» DATASET ROWS
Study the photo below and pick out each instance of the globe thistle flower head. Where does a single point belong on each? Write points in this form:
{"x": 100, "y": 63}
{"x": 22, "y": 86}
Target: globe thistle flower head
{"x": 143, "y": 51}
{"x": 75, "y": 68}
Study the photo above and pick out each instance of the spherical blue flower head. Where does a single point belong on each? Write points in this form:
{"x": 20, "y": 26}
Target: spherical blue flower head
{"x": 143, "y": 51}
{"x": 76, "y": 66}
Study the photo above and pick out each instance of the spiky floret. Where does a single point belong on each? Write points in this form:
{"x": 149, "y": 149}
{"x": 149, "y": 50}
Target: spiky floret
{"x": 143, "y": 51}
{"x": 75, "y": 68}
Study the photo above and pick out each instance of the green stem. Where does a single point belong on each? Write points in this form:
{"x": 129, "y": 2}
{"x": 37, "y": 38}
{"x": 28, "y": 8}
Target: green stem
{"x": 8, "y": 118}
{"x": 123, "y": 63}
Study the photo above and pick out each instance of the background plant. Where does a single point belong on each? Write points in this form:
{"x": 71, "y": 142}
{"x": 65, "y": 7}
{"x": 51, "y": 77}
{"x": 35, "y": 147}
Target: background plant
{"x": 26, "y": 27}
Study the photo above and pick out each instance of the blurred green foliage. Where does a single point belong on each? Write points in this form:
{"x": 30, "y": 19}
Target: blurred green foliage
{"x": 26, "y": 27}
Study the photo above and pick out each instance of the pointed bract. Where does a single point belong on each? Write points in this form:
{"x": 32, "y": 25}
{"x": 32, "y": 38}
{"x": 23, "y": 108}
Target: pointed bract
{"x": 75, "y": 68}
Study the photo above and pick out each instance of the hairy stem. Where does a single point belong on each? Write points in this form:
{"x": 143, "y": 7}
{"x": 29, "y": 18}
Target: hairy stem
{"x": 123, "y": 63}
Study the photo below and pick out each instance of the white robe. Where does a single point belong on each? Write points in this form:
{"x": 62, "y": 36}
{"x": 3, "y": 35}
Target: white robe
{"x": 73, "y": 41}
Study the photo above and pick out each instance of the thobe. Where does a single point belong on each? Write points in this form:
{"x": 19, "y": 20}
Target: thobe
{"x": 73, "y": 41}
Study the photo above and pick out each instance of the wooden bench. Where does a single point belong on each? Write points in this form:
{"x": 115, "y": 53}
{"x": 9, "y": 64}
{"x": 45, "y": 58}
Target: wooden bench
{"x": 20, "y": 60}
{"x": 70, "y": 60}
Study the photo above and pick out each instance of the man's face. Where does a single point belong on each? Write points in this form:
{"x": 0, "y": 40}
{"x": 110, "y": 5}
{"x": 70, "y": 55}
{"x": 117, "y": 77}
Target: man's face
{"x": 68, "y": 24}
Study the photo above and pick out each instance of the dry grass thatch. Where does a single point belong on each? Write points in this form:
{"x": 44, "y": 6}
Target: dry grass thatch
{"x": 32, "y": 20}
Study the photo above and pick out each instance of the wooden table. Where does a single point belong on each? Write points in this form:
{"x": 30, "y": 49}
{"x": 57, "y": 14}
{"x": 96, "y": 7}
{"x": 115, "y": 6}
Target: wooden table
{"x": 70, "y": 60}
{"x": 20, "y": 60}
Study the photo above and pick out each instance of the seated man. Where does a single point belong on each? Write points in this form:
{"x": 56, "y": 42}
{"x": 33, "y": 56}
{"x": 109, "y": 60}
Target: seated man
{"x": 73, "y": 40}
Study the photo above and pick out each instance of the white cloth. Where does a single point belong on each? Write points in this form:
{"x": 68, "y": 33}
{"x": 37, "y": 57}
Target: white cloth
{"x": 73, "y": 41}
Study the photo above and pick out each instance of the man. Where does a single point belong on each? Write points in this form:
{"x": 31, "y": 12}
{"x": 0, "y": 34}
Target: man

» REQUIRED TASK
Would you write down every record again, exactly?

» ANSWER TO THE PROBLEM
Study the photo below and pick out each instance of the globe thistle flower head. Where does a single point belong on each? Write points in this form:
{"x": 100, "y": 63}
{"x": 22, "y": 86}
Target: globe thistle flower head
{"x": 143, "y": 51}
{"x": 75, "y": 68}
Study the photo above and pick out each instance of the spherical blue flower head. Where does a single point belong on each? Write points in this form:
{"x": 20, "y": 26}
Target: spherical blue flower head
{"x": 143, "y": 51}
{"x": 76, "y": 66}
Study the photo above and pick out each instance of the spiky floret. Where does a single point belong on each? Write points in this form:
{"x": 149, "y": 149}
{"x": 149, "y": 50}
Target: spiky floret
{"x": 143, "y": 51}
{"x": 75, "y": 68}
Study the photo above and pick out each instance of the green stem. Where does a single point belong on each? Write points in this form:
{"x": 129, "y": 2}
{"x": 37, "y": 38}
{"x": 28, "y": 8}
Target: green stem
{"x": 8, "y": 118}
{"x": 123, "y": 63}
Study the photo above and pick out each instance of the background plant. Where does a single point belong on each? Write points in this form:
{"x": 71, "y": 142}
{"x": 65, "y": 7}
{"x": 51, "y": 77}
{"x": 35, "y": 147}
Target: background plant
{"x": 26, "y": 27}
Study the photo above and pick out each instance of the blurred green foliage. Where does a single point belong on each? Write points in this form:
{"x": 30, "y": 19}
Target: blurred green foliage
{"x": 26, "y": 27}
Study the photo above and pick out each instance of the pointed bract. Where does a single point belong on each? Write points in this form:
{"x": 32, "y": 25}
{"x": 32, "y": 38}
{"x": 23, "y": 108}
Target: pointed bract
{"x": 75, "y": 68}
Study the photo above and pick out each instance of the hairy stem. Where does a single point belong on each? Write points in this form:
{"x": 143, "y": 7}
{"x": 29, "y": 18}
Target: hairy stem
{"x": 123, "y": 63}
Study the photo below and pick out each instance of the white robe. Where does a single point belong on each? Write points in this form:
{"x": 62, "y": 36}
{"x": 3, "y": 35}
Target: white robe
{"x": 73, "y": 41}
Study the photo above and pick out each instance of the thobe. Where does a single point belong on each? Write points in this form:
{"x": 19, "y": 20}
Target: thobe
{"x": 73, "y": 41}
Study the photo above and pick out each instance of the wooden bench. Where does a single point belong on each? Write points in this form:
{"x": 115, "y": 53}
{"x": 9, "y": 64}
{"x": 45, "y": 58}
Target: wooden bench
{"x": 20, "y": 60}
{"x": 70, "y": 60}
Study the photo above and pick out each instance of the man's face. Where does a single point belong on each? Write points in this form:
{"x": 0, "y": 40}
{"x": 110, "y": 5}
{"x": 70, "y": 55}
{"x": 117, "y": 77}
Target: man's face
{"x": 68, "y": 24}
Study the photo above and pick out each instance of the dry grass thatch. Where does a single point belong on each? Write points in this form:
{"x": 44, "y": 6}
Target: dry grass thatch
{"x": 32, "y": 20}
Study the photo above and pick out each instance of the wooden table. Where does a single point belong on each? Write points in this form:
{"x": 30, "y": 49}
{"x": 57, "y": 14}
{"x": 96, "y": 7}
{"x": 115, "y": 6}
Target: wooden table
{"x": 70, "y": 60}
{"x": 20, "y": 60}
Study the photo above and pick out each instance of the seated man. Where does a single point belong on each? Write points in this form:
{"x": 56, "y": 42}
{"x": 33, "y": 56}
{"x": 109, "y": 60}
Target: seated man
{"x": 73, "y": 40}
Study the photo above and pick out each instance of the white cloth. Where does a single point belong on each? Write points in this form:
{"x": 68, "y": 33}
{"x": 37, "y": 57}
Target: white cloth
{"x": 73, "y": 41}
Study the photo above and pick out each instance of the man. Where does a single point belong on each? Write points in this form:
{"x": 31, "y": 12}
{"x": 0, "y": 34}
Target: man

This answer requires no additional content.